* _To be done_:
Reproduce all the records below, replacing every "drop a dot" with "place a point" and leaving everything else unchanged.

--- START OF Dataset entries ---

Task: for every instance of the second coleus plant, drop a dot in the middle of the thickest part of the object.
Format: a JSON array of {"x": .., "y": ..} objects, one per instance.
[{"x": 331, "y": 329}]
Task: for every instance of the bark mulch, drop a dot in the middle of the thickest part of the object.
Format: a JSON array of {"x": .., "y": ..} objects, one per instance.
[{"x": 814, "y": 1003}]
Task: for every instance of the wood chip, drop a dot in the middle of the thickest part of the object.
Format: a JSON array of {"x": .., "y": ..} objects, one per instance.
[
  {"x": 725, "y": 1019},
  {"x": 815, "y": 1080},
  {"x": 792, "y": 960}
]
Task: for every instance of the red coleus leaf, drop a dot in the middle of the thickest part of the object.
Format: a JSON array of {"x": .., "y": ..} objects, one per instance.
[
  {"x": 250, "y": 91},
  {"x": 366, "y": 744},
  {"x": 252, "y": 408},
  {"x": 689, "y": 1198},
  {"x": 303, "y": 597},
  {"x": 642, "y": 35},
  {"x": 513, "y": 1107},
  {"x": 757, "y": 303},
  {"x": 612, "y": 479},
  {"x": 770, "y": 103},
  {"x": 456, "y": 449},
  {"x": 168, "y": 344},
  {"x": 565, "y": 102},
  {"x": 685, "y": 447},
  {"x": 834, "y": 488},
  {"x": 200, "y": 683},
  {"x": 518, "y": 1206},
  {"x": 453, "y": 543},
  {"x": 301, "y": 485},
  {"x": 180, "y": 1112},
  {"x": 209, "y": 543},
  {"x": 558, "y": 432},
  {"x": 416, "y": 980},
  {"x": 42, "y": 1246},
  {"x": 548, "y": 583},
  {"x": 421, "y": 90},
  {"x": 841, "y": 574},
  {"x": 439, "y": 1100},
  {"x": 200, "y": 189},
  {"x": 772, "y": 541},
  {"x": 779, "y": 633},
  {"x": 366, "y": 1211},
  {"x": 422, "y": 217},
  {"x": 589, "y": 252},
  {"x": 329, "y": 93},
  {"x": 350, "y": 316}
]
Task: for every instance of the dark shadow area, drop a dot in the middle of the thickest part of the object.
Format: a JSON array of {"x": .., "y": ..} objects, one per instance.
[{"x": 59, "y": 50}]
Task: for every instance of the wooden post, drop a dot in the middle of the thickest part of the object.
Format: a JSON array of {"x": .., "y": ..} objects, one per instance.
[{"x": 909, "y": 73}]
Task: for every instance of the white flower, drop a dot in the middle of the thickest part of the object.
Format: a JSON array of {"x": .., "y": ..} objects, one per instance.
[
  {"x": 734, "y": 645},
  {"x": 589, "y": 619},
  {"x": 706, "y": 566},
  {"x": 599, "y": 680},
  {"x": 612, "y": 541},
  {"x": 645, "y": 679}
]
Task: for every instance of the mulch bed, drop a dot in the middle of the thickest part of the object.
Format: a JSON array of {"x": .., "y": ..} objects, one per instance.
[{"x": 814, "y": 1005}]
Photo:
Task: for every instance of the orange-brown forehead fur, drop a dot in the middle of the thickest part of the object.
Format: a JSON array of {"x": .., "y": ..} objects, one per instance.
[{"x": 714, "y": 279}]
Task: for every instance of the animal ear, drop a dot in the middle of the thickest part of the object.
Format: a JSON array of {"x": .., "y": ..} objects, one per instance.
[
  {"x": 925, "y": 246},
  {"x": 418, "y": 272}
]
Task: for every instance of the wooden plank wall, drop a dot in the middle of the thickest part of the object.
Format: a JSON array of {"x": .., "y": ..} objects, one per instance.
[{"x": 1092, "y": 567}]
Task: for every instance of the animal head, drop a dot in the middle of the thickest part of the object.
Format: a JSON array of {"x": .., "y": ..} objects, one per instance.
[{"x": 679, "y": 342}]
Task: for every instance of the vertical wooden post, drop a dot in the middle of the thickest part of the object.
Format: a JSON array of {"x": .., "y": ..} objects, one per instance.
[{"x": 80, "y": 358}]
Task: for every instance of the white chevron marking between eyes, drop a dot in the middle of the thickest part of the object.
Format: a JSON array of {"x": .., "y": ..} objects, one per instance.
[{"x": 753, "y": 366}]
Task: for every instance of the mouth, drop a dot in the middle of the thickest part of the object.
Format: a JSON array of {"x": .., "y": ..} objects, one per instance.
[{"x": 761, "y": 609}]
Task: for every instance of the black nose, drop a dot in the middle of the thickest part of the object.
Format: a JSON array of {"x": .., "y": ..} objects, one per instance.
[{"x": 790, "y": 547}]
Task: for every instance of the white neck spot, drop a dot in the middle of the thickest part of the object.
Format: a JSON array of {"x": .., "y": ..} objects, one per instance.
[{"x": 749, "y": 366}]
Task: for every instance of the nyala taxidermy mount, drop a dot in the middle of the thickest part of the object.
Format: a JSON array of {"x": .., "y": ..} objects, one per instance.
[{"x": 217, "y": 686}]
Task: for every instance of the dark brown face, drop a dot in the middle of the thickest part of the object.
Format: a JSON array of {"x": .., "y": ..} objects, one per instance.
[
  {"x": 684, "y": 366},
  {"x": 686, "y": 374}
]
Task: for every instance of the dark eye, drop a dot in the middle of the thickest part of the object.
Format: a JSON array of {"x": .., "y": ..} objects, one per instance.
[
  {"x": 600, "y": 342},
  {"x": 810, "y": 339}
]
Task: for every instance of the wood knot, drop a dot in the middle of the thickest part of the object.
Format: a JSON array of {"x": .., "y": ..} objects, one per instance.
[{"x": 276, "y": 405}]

--- END OF Dataset entries ---

* _Result of this task_:
Task: for every instance of the second coleus plant, place a point in the middle of the thickest part of the object.
Format: a JSON array of {"x": .., "y": ..} objects, one per instance.
[{"x": 331, "y": 329}]
Task: for every instance of the bark mulch, place a point in the middle of the thickest part of the object.
Format: a JSON array of {"x": .., "y": ..} objects, one per instance.
[{"x": 814, "y": 1003}]
Task: for every instance of the wood chip, place a point in the middle of the thickest part of the object.
Format: a JSON array of {"x": .., "y": ..} objects, one per instance.
[
  {"x": 725, "y": 1019},
  {"x": 815, "y": 1080},
  {"x": 792, "y": 960}
]
Task: for every instance of the red coleus leaf, place a point in the middle of the thickest part of the object.
Format: a JSON array of {"x": .., "y": ..} objects, one per instance.
[
  {"x": 250, "y": 91},
  {"x": 366, "y": 744},
  {"x": 252, "y": 408},
  {"x": 689, "y": 1198},
  {"x": 303, "y": 597},
  {"x": 642, "y": 35},
  {"x": 513, "y": 1107},
  {"x": 757, "y": 303},
  {"x": 612, "y": 479},
  {"x": 770, "y": 103},
  {"x": 456, "y": 449},
  {"x": 168, "y": 344},
  {"x": 565, "y": 102},
  {"x": 685, "y": 447},
  {"x": 834, "y": 488},
  {"x": 200, "y": 683},
  {"x": 518, "y": 1206},
  {"x": 453, "y": 543},
  {"x": 301, "y": 485},
  {"x": 180, "y": 1112},
  {"x": 209, "y": 543},
  {"x": 558, "y": 432},
  {"x": 416, "y": 980},
  {"x": 42, "y": 1246},
  {"x": 548, "y": 583},
  {"x": 421, "y": 90},
  {"x": 841, "y": 574},
  {"x": 439, "y": 1100},
  {"x": 200, "y": 189},
  {"x": 772, "y": 541},
  {"x": 779, "y": 633},
  {"x": 366, "y": 1211},
  {"x": 422, "y": 217},
  {"x": 589, "y": 252},
  {"x": 329, "y": 93},
  {"x": 350, "y": 316}
]
Task: for every instance of the dark shadow area, place a point in the middle of the thickest part of the object.
Format: a JSON array of {"x": .., "y": ..} objects, one per instance.
[{"x": 59, "y": 50}]
Task: for every instance of the wooden post, place a point in the middle of the thickest part of the object.
Format: a JSON array of {"x": .., "y": ..} objects, one per instance.
[{"x": 909, "y": 73}]
Task: for every instance of the white flower, place a point in the middle of the thickest part of the object.
Format: a JSON array of {"x": .., "y": ..} objects, one per instance.
[
  {"x": 734, "y": 645},
  {"x": 589, "y": 619},
  {"x": 706, "y": 566},
  {"x": 599, "y": 680},
  {"x": 612, "y": 541},
  {"x": 645, "y": 679}
]
Task: for every instance of the mulch bed, place a point in the middle of the thickest part of the object.
Format: a JSON array of {"x": .., "y": ..} objects, one per instance.
[{"x": 814, "y": 1005}]
Photo:
Task: for every instance of the orange-brown forehead fur, place a point in the middle of the thickest part of the object.
Format: a JSON array of {"x": .., "y": ..} objects, one per instance.
[{"x": 714, "y": 279}]
Task: for every instance of the animal ear, place a point in the middle of the thickest part of the object.
Format: a JSON array of {"x": .., "y": ..} objects, one per instance.
[
  {"x": 925, "y": 246},
  {"x": 418, "y": 272}
]
Task: for every instance of the wooden plank wall, place a point in the middle of the thickest part of the object.
Format: a JSON array of {"x": .., "y": ..} objects, one per instance.
[{"x": 1092, "y": 567}]
Task: for every instance of the animal head, place a point in the middle of the thickest part of the object.
Format: a JSON array of {"x": .., "y": ..} objects, one per instance.
[{"x": 679, "y": 342}]
Task: for every instance of the vertical wooden post, place a point in the middle of the thickest part of the object.
Format: a JSON array of {"x": .., "y": ..} objects, one per instance.
[{"x": 80, "y": 358}]
Task: for every instance of the white chevron marking between eyes, place a point in the middle of the thickest part of the object.
Format: a JSON array of {"x": .., "y": ..} objects, one per instance.
[{"x": 753, "y": 366}]
Task: for every instance of the mouth, place a point in the middle of the thickest part of the object.
Format: a JSON array of {"x": .., "y": ..} objects, one per instance.
[{"x": 761, "y": 609}]
Task: for every instance of the black nose, place a point in the middle of the thickest part of the object.
Format: a JSON array of {"x": .., "y": ..} objects, one per instance.
[{"x": 790, "y": 547}]
Task: for every instance of the white neck spot, place a point in the middle of the thickest part of the object.
Format: a JSON array of {"x": .., "y": ..} objects, one per instance.
[{"x": 749, "y": 366}]
Task: for every instance of the nyala taxidermy mount, place a point in the middle of the thickest part of the object.
Format: a JSON array of {"x": .., "y": ..} objects, one per instance.
[{"x": 217, "y": 686}]
Task: for every instance of the dark brown face, place a point in the middle of the thickest part of the object.
Format: a JSON array of {"x": .., "y": ..} objects, one per instance.
[
  {"x": 684, "y": 366},
  {"x": 686, "y": 374}
]
Task: for every instance of the dark eye, place a point in the middle of the thickest part of the object.
Format: a JSON array of {"x": .., "y": ..} objects, one per instance.
[
  {"x": 600, "y": 342},
  {"x": 810, "y": 339}
]
Task: for every instance of the wood knot, place a point in the middle of the thickest part of the object.
Format: a JSON array of {"x": .., "y": ..} objects, one per instance.
[{"x": 276, "y": 405}]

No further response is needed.